Text passage start

Three major rivers - The Save, Runde and Mwenezi - cut their courses through the Park, forming pools and natural oases from which hundreds of species of birds, wildlife and fish gather to feed and drink. As its name implies, Gonarezhou is famous for its elephants, and many of the largest-tusked elephants in the region maybe found within the Park.

The Great Limpopo Transfrontier Park (GLTP)

 

Gonarezhou National Park is part of the Great Limpopo Transfrontier Park (GLTP), a massive Pan-African Park that includes South Africa's famed Kruger National Park and Mozambique's Gaza. This huge area is set to become one of the finest "peace parks" in the world and is dedicated to conservation, biodiversity and the economic development of the surrounding local communities. The vast and diverse nature of the mega-park will provide world-class eco-tourism to the visitor and strive to re-establish historical animal migration routes and fragile regional ecosystems.

The combined Park will include more than 500 species of birds, 147 species of mammals, at least 116 species of reptiles, 34 species of frogs and 49 species of fish.

Text passage end
Extracted material start

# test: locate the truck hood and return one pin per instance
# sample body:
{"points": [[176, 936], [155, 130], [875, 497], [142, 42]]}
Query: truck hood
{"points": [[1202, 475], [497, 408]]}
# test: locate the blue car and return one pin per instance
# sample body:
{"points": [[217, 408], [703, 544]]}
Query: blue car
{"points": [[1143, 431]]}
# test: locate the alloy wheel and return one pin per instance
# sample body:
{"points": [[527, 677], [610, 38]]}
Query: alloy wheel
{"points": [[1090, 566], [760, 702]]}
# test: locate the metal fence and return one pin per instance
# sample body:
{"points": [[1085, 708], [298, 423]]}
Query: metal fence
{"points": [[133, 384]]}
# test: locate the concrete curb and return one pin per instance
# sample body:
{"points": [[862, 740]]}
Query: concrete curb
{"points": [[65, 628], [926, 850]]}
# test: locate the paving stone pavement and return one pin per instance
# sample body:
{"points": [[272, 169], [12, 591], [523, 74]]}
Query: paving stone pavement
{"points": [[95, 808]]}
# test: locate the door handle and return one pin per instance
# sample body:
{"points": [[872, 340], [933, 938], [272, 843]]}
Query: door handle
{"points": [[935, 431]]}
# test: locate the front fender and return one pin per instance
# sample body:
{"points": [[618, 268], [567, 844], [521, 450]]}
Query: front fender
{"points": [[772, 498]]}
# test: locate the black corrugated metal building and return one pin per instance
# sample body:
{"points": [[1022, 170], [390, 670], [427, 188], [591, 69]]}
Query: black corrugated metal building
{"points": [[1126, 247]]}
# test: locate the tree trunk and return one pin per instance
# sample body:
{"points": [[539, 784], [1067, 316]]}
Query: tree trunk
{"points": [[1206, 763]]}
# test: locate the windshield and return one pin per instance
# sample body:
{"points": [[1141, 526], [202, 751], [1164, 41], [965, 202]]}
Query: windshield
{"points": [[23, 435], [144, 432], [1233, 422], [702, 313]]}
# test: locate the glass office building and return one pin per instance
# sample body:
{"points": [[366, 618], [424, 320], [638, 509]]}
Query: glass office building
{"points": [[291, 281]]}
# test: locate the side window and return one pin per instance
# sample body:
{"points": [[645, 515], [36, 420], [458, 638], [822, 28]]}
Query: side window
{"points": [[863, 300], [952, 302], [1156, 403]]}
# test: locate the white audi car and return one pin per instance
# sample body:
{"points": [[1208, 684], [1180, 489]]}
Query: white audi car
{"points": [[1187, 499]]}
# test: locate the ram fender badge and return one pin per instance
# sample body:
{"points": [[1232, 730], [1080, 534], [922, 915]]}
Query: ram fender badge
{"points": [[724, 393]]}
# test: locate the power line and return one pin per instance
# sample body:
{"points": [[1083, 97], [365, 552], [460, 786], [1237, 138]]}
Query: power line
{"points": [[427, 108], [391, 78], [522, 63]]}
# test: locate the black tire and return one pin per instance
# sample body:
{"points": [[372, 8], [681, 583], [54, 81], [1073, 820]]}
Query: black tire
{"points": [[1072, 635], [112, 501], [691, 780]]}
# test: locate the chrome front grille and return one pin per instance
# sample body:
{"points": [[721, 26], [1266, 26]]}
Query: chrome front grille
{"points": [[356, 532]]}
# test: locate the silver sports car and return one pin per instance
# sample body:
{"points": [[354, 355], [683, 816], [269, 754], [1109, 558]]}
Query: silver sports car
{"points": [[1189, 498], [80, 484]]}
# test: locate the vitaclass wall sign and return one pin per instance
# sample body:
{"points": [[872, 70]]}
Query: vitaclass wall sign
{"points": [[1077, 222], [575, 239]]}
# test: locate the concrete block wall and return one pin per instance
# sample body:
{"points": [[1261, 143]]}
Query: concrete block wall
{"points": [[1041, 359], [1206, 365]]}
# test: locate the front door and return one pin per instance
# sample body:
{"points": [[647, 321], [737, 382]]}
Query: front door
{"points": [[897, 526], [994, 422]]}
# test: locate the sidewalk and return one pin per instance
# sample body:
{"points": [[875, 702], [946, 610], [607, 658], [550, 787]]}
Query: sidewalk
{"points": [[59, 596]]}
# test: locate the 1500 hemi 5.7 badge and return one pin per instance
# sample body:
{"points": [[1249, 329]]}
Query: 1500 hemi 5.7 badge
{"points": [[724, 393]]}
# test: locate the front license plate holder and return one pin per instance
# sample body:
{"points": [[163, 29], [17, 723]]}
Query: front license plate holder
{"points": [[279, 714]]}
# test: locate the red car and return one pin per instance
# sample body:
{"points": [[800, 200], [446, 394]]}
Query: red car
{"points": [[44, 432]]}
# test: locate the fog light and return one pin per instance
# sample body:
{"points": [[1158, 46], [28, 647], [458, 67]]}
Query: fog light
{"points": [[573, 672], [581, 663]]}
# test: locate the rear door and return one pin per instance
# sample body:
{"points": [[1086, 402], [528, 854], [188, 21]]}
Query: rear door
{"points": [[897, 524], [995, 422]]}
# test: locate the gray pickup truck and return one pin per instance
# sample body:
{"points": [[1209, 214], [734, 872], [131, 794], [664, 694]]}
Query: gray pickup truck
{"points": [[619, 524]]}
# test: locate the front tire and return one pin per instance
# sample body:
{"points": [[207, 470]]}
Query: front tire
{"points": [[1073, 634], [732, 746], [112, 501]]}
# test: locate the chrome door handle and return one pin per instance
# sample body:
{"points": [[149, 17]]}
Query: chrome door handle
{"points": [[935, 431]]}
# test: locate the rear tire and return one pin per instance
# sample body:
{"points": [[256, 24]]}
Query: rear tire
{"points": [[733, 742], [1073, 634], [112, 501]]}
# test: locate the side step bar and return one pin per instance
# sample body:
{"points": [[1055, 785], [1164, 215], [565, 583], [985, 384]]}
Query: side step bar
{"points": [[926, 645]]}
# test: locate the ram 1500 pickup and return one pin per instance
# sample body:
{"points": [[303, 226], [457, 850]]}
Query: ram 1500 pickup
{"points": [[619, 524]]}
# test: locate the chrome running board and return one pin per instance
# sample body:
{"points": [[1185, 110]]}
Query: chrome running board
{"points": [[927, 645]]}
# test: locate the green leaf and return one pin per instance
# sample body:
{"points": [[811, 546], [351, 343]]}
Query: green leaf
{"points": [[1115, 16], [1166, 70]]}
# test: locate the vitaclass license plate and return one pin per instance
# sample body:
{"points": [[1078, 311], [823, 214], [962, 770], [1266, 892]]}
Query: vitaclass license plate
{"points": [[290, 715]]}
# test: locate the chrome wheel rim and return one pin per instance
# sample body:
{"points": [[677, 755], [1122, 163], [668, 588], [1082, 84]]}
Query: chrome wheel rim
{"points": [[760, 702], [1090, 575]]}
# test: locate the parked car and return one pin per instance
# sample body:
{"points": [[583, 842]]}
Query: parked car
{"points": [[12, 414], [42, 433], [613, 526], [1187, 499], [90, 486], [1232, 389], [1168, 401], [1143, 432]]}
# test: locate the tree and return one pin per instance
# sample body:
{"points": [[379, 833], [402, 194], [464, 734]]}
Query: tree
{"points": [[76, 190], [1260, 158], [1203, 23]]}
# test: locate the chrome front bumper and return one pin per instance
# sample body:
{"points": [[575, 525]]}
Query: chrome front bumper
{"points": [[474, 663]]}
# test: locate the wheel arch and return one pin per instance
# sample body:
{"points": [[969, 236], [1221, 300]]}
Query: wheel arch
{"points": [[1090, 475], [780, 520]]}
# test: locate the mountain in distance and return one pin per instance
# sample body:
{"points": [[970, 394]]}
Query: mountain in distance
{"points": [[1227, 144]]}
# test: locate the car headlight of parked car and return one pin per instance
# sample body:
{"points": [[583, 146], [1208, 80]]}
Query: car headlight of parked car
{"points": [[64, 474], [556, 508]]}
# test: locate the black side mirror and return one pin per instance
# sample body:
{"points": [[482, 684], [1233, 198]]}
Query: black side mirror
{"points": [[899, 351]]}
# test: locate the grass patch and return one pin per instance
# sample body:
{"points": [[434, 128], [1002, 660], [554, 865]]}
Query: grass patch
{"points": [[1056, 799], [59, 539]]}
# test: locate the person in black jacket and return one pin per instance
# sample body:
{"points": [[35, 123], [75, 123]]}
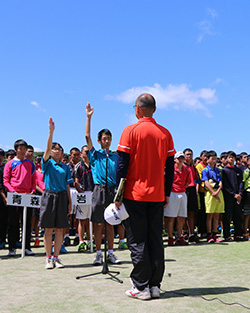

Extracted material end

[Stated problem 1] Reproduce the rows from the line holding "# test: locate the black side" through the end of the rows, inclusive, and shift each point coordinate in the answers up by 26. Leave the pictures out.
[Stated problem 2] Extend the passage on Gonarezhou National Park with the part that would follow.
The Gonarezhou passage and the rows are unrelated pieces of material.

[Exercise output 1]
# test: locate the black side mirror and return one pin per instance
# sample body:
{"points": [[482, 684], [1233, 198]]}
Query: black side mirror
{"points": [[925, 377]]}
# test: locate the grass patch and return one pin per instance
# sample body:
{"points": [[434, 128], [1002, 660], [554, 865]]}
Query: grass patch
{"points": [[1082, 825], [85, 565]]}
# test: locate the person in black jacket and return one pin per instance
# sample body:
{"points": [[35, 123], [75, 123]]}

[Exercise output 2]
Flora and Fauna

Lion, leopard, cheetah (including the rare king cheetah), buffalo, giraffe, zebra and many species of large antelope are also present within the Park. The rare nyala and smaller suni are two of the highlights of the Park's smaller antelopes. In addition, hundreds of species of birds may be spotted in the Park. Unique species of aquatic wildlife such as the Zambezi Shark, Freshwater Goby, Black Bream and the unique turquoise killifish can be seen within the Park's rivers and pools.


Chilojo Cliffs

One of the most prominent and enduring natural features of Gonarezhou National Park is the beautiful Chilojo Cliffs. These magnificent red sandstone cliffs have been formed through eons  of erosion and overlook the scenic Runde River valley.

Seasons

Gonarezhou experiences mild, dry winters and warm, wet summers (temperatures in excess of 40 degrees Celcius can occasionally be expected). Mabalauta and Chipinda areas are open throughout the year. During the rainy season (November - April), access to certain parts of the Park is restricted and the visitor should consult with the Park's offices before undertaking game drives.
Bilharzia is endermic to all lowveld rivers and visitors should take appropriate precaution. In addition, malaria can be present within the region so visitors are advised to take prophylactics before, during and after their stay in the Park.

Mabalauta

Facilities-Lodges

Mabalauta was once a communal area until the 1960s when it became a game reserve. It was later declared a national park in 1975 when it became part of Gonarezhou. The name Mabalauta hails from a hardwood tree species common in the region. The Mabalauta section in the Mwenezi sub-region includes the Swimuwini rest camp, "The place of the Baobabs". The camp is situated 8 kilometres from the warden's office and overlooks the the Mwenezi River. There are thatched self-catering accommodation facilities at the camp.

Camp Sites

Camping is possible at Swimuwini at the Mabalauta Camping site which has ablution facilities.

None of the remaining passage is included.